Обратимся к элементам, составляющим композицию произведения. Его начало совпадает с началом экспозиции. Мы сразу узнаем о конфликтном соотношении «я» - «они» и о том, что ведущий герой окончательно принял свое «смешное» положение.
Начало разработки этой темы совпадает с началом главных событий. «Гнусный петербуржец», чувствуя внутреннее опустошение и потеряв все связи с миром, принимает решение застрелиться. Но вдруг он засыпает и во сне уже совершает задуманное самоубийство. Нельзя не отметить, что мотив сна в творчестве Ф.Достоевского является сквозным. Именно через сон писатель проникает в глубины человеческой души и ищет «человека в человеке». «В снах у него и «невысказанное, будущее Слово» [Карякин 1976, С. 130]. Это Слово - Истина, которую обретает герой после своего путешествия.
Звук выстрела, изменивший ход действий и, как следствие, окружающее пространство, становится исходной точкой необыкновенных приключений главного персонажа. Сновидец оказывается в другом мире, где основой поведения, мышления и сознания людей является любовь. Увиденное поражает пришельца. Но, будучи изначально другим, он «развращает» жителей рая.
Риторические конструкции как основа прозаического ритма в рассказе
В свое время Е.А.Иванчикова настойчиво подчеркивала, что коммуникативная стратегия автора определяет особенности художественного синтаксиса в его произведениях, всю неповторимость писательского почерка [Иванчикова 1979, С.З]. В данном случае под коммуникативной авторской стратегией имеется в виду весь арсенал риторических средств и приемов, целенаправленно организующих художественный текст с речевой точки зрения в целях воздействия на читателя.
Неповторимость «авторского почерка», стилевую примету творчества художника слова создает, в том числе, и ритм. На это указывают сами писатели. «Ритм прежде всего связан со стилем автора, то есть с характером его творчества, со всей его структурой, индивидуальностью» (Г.Горышин); «ритм входит в стиль, в особенности письма писателя» (А.Ткаченко) [Гиршман 1982, С.69].
Таким образом, ритм является необходимым компонентом авторской индивидуальности. Нельзя забывать о том, что ритмическая организация произведения и его синтаксический, риторический строй также взаимосвязаны. Еще Б.В.Томашевский выявил, что «ритм письменной прозы...есть не что иное, как следствие синтаксического строя, и потому он не может быть с ним в каком бы то ни было противоречии, он всецело из него вытекает» [Томашевский 1929, С.З09]. Г.Я.Солганик, исследовав синтаксис и стилистику современного русского языка, отмечает: «Ритм прозы - это следствие... определенного сочетания синтаксических конструкций, приобретающих ритмическое значение [Солганик 1991, С.78].

····················

Перепишите отрывок текста о рассказе Достоевского от «Звук выстрела, изменивший» до «воздействия на читателя.», подставив «гостя» вместо «пришельца».

[Размеченные записи с координатами]

····················

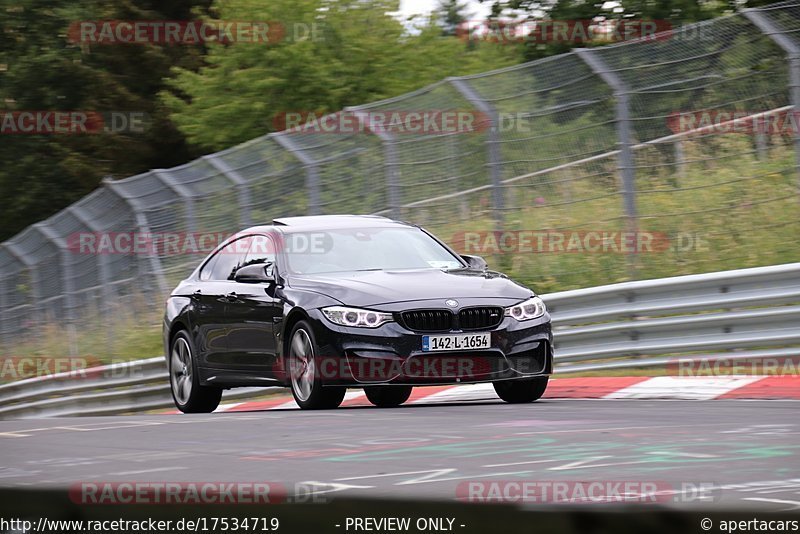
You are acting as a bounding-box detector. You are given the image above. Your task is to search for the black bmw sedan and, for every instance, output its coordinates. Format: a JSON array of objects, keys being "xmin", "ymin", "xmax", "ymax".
[{"xmin": 164, "ymin": 215, "xmax": 553, "ymax": 413}]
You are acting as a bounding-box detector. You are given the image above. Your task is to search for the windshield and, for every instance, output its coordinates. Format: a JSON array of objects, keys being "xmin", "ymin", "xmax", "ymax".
[{"xmin": 284, "ymin": 228, "xmax": 464, "ymax": 274}]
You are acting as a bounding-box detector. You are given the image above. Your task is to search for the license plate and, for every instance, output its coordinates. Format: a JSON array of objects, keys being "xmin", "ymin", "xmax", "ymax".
[{"xmin": 422, "ymin": 332, "xmax": 491, "ymax": 352}]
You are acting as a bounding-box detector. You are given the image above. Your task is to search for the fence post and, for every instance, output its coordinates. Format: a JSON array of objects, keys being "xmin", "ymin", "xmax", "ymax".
[
  {"xmin": 103, "ymin": 178, "xmax": 169, "ymax": 297},
  {"xmin": 447, "ymin": 78, "xmax": 506, "ymax": 232},
  {"xmin": 67, "ymin": 204, "xmax": 116, "ymax": 352},
  {"xmin": 33, "ymin": 222, "xmax": 78, "ymax": 356},
  {"xmin": 742, "ymin": 8, "xmax": 800, "ymax": 192},
  {"xmin": 345, "ymin": 107, "xmax": 402, "ymax": 219},
  {"xmin": 270, "ymin": 132, "xmax": 321, "ymax": 215},
  {"xmin": 3, "ymin": 241, "xmax": 43, "ymax": 348},
  {"xmin": 151, "ymin": 169, "xmax": 197, "ymax": 232},
  {"xmin": 575, "ymin": 48, "xmax": 639, "ymax": 278},
  {"xmin": 203, "ymin": 154, "xmax": 252, "ymax": 228},
  {"xmin": 0, "ymin": 258, "xmax": 11, "ymax": 348}
]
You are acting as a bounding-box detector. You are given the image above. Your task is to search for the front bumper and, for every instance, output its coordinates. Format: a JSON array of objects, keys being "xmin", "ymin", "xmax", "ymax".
[{"xmin": 311, "ymin": 310, "xmax": 553, "ymax": 387}]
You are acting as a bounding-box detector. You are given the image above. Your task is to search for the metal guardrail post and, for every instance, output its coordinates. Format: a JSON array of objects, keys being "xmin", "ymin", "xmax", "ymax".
[
  {"xmin": 447, "ymin": 78, "xmax": 505, "ymax": 231},
  {"xmin": 0, "ymin": 262, "xmax": 9, "ymax": 347},
  {"xmin": 270, "ymin": 132, "xmax": 321, "ymax": 215},
  {"xmin": 4, "ymin": 241, "xmax": 42, "ymax": 328},
  {"xmin": 103, "ymin": 178, "xmax": 169, "ymax": 296},
  {"xmin": 575, "ymin": 48, "xmax": 638, "ymax": 278},
  {"xmin": 345, "ymin": 108, "xmax": 401, "ymax": 219},
  {"xmin": 151, "ymin": 169, "xmax": 197, "ymax": 232},
  {"xmin": 67, "ymin": 204, "xmax": 114, "ymax": 350},
  {"xmin": 742, "ymin": 8, "xmax": 800, "ymax": 198},
  {"xmin": 203, "ymin": 154, "xmax": 252, "ymax": 228},
  {"xmin": 33, "ymin": 222, "xmax": 78, "ymax": 356}
]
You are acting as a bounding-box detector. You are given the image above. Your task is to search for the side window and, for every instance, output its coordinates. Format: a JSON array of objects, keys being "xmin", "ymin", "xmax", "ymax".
[
  {"xmin": 242, "ymin": 235, "xmax": 275, "ymax": 265},
  {"xmin": 209, "ymin": 236, "xmax": 253, "ymax": 280},
  {"xmin": 200, "ymin": 254, "xmax": 219, "ymax": 280}
]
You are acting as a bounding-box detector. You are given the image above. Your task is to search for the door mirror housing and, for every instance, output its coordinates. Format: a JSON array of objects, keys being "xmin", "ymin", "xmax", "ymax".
[
  {"xmin": 233, "ymin": 263, "xmax": 275, "ymax": 284},
  {"xmin": 461, "ymin": 254, "xmax": 489, "ymax": 271}
]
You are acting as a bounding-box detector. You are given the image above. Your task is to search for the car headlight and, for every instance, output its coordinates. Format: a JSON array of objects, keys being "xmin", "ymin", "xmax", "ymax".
[
  {"xmin": 322, "ymin": 306, "xmax": 393, "ymax": 328},
  {"xmin": 506, "ymin": 297, "xmax": 547, "ymax": 321}
]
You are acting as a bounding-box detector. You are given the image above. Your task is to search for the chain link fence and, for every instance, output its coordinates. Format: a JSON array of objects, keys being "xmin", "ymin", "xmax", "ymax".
[{"xmin": 0, "ymin": 2, "xmax": 800, "ymax": 360}]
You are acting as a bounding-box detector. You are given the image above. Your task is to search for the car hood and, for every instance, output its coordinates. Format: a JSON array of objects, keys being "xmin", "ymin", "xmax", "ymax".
[{"xmin": 288, "ymin": 269, "xmax": 533, "ymax": 306}]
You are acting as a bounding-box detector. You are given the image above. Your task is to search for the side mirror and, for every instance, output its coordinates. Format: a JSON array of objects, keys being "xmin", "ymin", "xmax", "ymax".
[
  {"xmin": 461, "ymin": 254, "xmax": 489, "ymax": 271},
  {"xmin": 233, "ymin": 263, "xmax": 275, "ymax": 284}
]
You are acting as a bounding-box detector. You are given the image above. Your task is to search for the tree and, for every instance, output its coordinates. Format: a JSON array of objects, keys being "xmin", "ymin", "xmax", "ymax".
[
  {"xmin": 162, "ymin": 0, "xmax": 521, "ymax": 150},
  {"xmin": 0, "ymin": 0, "xmax": 209, "ymax": 239}
]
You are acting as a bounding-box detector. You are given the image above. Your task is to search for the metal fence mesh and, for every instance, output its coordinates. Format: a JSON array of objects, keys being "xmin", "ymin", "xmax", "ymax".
[{"xmin": 0, "ymin": 1, "xmax": 800, "ymax": 356}]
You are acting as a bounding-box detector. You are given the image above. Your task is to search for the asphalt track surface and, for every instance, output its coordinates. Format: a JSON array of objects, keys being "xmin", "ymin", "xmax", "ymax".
[{"xmin": 0, "ymin": 399, "xmax": 800, "ymax": 511}]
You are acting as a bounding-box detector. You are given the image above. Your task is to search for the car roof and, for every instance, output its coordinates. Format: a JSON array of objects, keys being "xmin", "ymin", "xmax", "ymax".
[{"xmin": 245, "ymin": 215, "xmax": 412, "ymax": 232}]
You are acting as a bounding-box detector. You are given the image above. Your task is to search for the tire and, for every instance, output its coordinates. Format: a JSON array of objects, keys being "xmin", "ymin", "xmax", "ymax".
[
  {"xmin": 492, "ymin": 376, "xmax": 550, "ymax": 404},
  {"xmin": 286, "ymin": 321, "xmax": 347, "ymax": 410},
  {"xmin": 364, "ymin": 386, "xmax": 412, "ymax": 408},
  {"xmin": 168, "ymin": 330, "xmax": 222, "ymax": 413}
]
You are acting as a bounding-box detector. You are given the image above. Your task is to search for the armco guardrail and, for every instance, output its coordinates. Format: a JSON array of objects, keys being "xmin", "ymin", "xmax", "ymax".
[{"xmin": 0, "ymin": 263, "xmax": 800, "ymax": 418}]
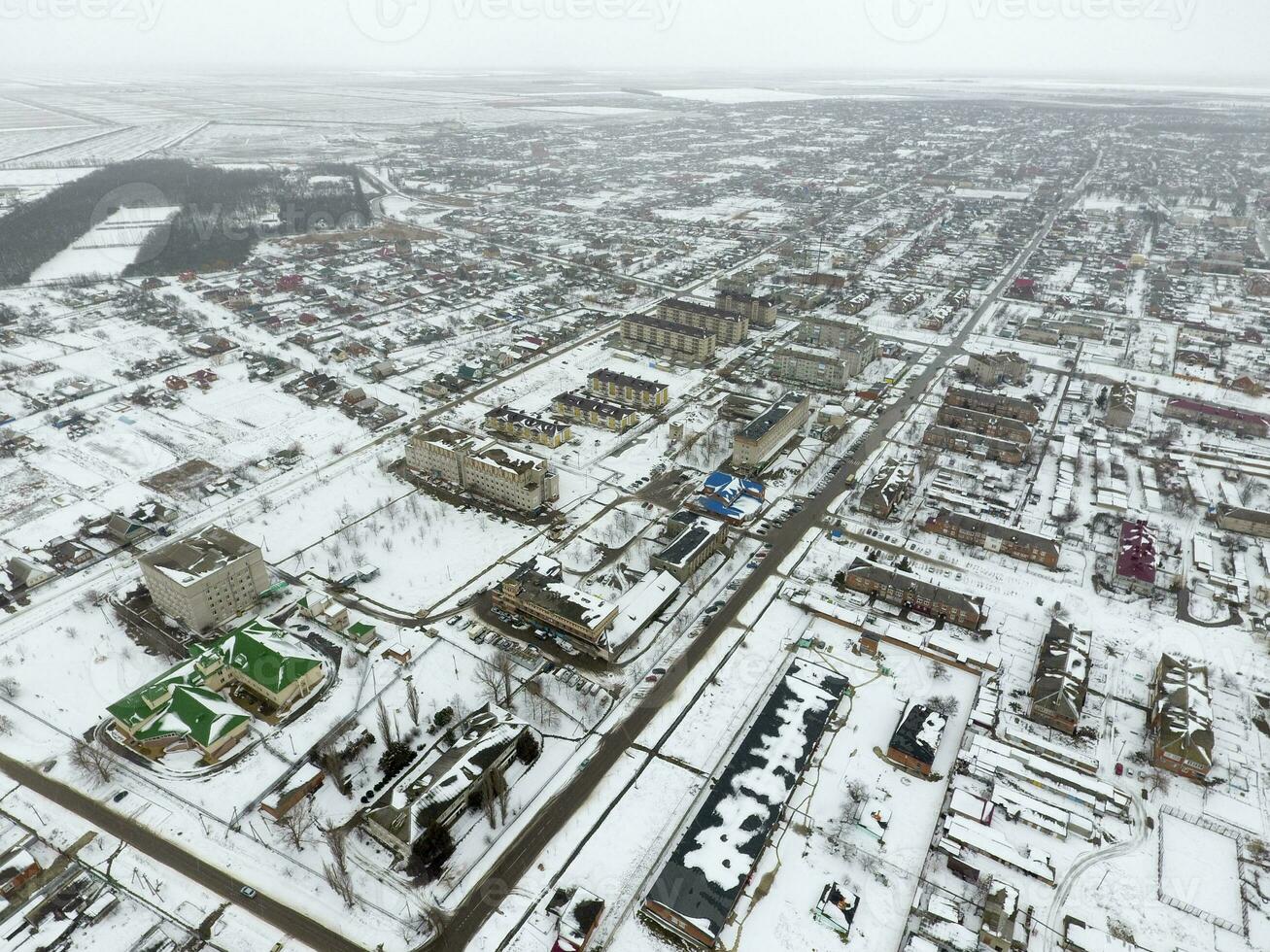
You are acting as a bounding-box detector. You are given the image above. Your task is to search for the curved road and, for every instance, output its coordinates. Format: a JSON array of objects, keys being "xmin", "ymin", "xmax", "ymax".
[{"xmin": 0, "ymin": 754, "xmax": 365, "ymax": 952}]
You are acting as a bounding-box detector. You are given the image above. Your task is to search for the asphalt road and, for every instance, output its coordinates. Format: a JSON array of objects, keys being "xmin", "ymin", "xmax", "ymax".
[
  {"xmin": 428, "ymin": 171, "xmax": 1083, "ymax": 952},
  {"xmin": 0, "ymin": 754, "xmax": 365, "ymax": 952}
]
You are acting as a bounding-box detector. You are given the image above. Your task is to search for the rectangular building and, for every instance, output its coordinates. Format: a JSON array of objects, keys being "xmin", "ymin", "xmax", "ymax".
[
  {"xmin": 485, "ymin": 406, "xmax": 572, "ymax": 448},
  {"xmin": 922, "ymin": 424, "xmax": 1027, "ymax": 466},
  {"xmin": 856, "ymin": 459, "xmax": 913, "ymax": 519},
  {"xmin": 657, "ymin": 298, "xmax": 749, "ymax": 347},
  {"xmin": 935, "ymin": 404, "xmax": 1033, "ymax": 443},
  {"xmin": 1027, "ymin": 618, "xmax": 1093, "ymax": 735},
  {"xmin": 650, "ymin": 509, "xmax": 728, "ymax": 583},
  {"xmin": 967, "ymin": 353, "xmax": 1031, "ymax": 388},
  {"xmin": 842, "ymin": 559, "xmax": 988, "ymax": 630},
  {"xmin": 405, "ymin": 426, "xmax": 560, "ymax": 513},
  {"xmin": 587, "ymin": 369, "xmax": 670, "ymax": 411},
  {"xmin": 1165, "ymin": 397, "xmax": 1270, "ymax": 436},
  {"xmin": 732, "ymin": 393, "xmax": 811, "ymax": 472},
  {"xmin": 774, "ymin": 338, "xmax": 876, "ymax": 391},
  {"xmin": 494, "ymin": 555, "xmax": 617, "ymax": 660},
  {"xmin": 944, "ymin": 388, "xmax": 1040, "ymax": 425},
  {"xmin": 715, "ymin": 289, "xmax": 777, "ymax": 327},
  {"xmin": 622, "ymin": 314, "xmax": 719, "ymax": 363},
  {"xmin": 137, "ymin": 526, "xmax": 269, "ymax": 632},
  {"xmin": 886, "ymin": 704, "xmax": 947, "ymax": 777},
  {"xmin": 642, "ymin": 660, "xmax": 849, "ymax": 949},
  {"xmin": 1214, "ymin": 504, "xmax": 1270, "ymax": 538},
  {"xmin": 1150, "ymin": 655, "xmax": 1214, "ymax": 779},
  {"xmin": 923, "ymin": 509, "xmax": 1060, "ymax": 568},
  {"xmin": 551, "ymin": 392, "xmax": 638, "ymax": 433}
]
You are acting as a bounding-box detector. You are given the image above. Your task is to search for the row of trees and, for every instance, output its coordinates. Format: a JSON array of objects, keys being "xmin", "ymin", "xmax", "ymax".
[{"xmin": 0, "ymin": 158, "xmax": 371, "ymax": 287}]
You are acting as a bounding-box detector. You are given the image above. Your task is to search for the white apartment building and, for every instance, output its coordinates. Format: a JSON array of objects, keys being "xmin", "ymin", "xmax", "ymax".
[
  {"xmin": 405, "ymin": 426, "xmax": 560, "ymax": 513},
  {"xmin": 137, "ymin": 526, "xmax": 269, "ymax": 632}
]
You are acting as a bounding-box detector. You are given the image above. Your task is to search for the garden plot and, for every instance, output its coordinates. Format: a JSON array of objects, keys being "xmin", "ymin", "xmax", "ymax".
[{"xmin": 1159, "ymin": 814, "xmax": 1244, "ymax": 924}]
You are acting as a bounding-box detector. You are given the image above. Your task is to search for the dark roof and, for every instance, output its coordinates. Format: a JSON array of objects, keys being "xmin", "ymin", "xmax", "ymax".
[
  {"xmin": 622, "ymin": 314, "xmax": 715, "ymax": 340},
  {"xmin": 1116, "ymin": 519, "xmax": 1158, "ymax": 585},
  {"xmin": 1031, "ymin": 618, "xmax": 1092, "ymax": 722},
  {"xmin": 648, "ymin": 662, "xmax": 848, "ymax": 935},
  {"xmin": 737, "ymin": 393, "xmax": 807, "ymax": 443},
  {"xmin": 890, "ymin": 704, "xmax": 947, "ymax": 766}
]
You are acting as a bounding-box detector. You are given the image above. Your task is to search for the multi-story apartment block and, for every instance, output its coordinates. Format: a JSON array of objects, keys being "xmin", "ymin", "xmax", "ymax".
[
  {"xmin": 405, "ymin": 426, "xmax": 560, "ymax": 513},
  {"xmin": 856, "ymin": 459, "xmax": 913, "ymax": 519},
  {"xmin": 732, "ymin": 393, "xmax": 811, "ymax": 472},
  {"xmin": 798, "ymin": 318, "xmax": 877, "ymax": 377},
  {"xmin": 715, "ymin": 289, "xmax": 777, "ymax": 327},
  {"xmin": 650, "ymin": 509, "xmax": 728, "ymax": 583},
  {"xmin": 1150, "ymin": 655, "xmax": 1214, "ymax": 779},
  {"xmin": 657, "ymin": 298, "xmax": 749, "ymax": 345},
  {"xmin": 587, "ymin": 369, "xmax": 670, "ymax": 410},
  {"xmin": 1105, "ymin": 384, "xmax": 1138, "ymax": 430},
  {"xmin": 485, "ymin": 406, "xmax": 572, "ymax": 448},
  {"xmin": 774, "ymin": 334, "xmax": 877, "ymax": 390},
  {"xmin": 842, "ymin": 559, "xmax": 988, "ymax": 630},
  {"xmin": 551, "ymin": 392, "xmax": 638, "ymax": 433},
  {"xmin": 137, "ymin": 526, "xmax": 269, "ymax": 632},
  {"xmin": 944, "ymin": 388, "xmax": 1040, "ymax": 425},
  {"xmin": 1029, "ymin": 618, "xmax": 1093, "ymax": 733},
  {"xmin": 924, "ymin": 509, "xmax": 1060, "ymax": 568},
  {"xmin": 935, "ymin": 404, "xmax": 1033, "ymax": 444},
  {"xmin": 967, "ymin": 353, "xmax": 1031, "ymax": 388},
  {"xmin": 622, "ymin": 314, "xmax": 719, "ymax": 363},
  {"xmin": 494, "ymin": 555, "xmax": 617, "ymax": 660},
  {"xmin": 1165, "ymin": 397, "xmax": 1270, "ymax": 436},
  {"xmin": 922, "ymin": 424, "xmax": 1027, "ymax": 466}
]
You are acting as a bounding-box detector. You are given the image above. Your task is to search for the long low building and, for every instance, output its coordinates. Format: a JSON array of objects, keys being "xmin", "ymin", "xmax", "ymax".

····················

ОТВЕТ:
Звук выстрела, изменивший ход действий и, как следствие, окружающее пространство, становится исходной точкой необыкновенных приключений главного персонажа. Сновидец оказывается в другом мире, где основой поведения, мышления и сознания людей является любовь. Увиденное поражает гостя. Но, будучи изначально другим, он «развращает» жителей рая.
Риторические конструкции как основа прозаического ритма в рассказе
В свое время Е.А.Иванчикова настойчиво подчеркивала, что коммуникативная стратегия автора определяет особенности художественного синтаксиса в его произведениях, всю неповторимость писательского почерка [Иванчикова 1979, С.З]. В данном случае под коммуникативной авторской стратегией имеется в виду весь арсенал риторических средств и приемов, целенаправленно организующих художественный текст с речевой точки зрения в целях воздействия на читателя.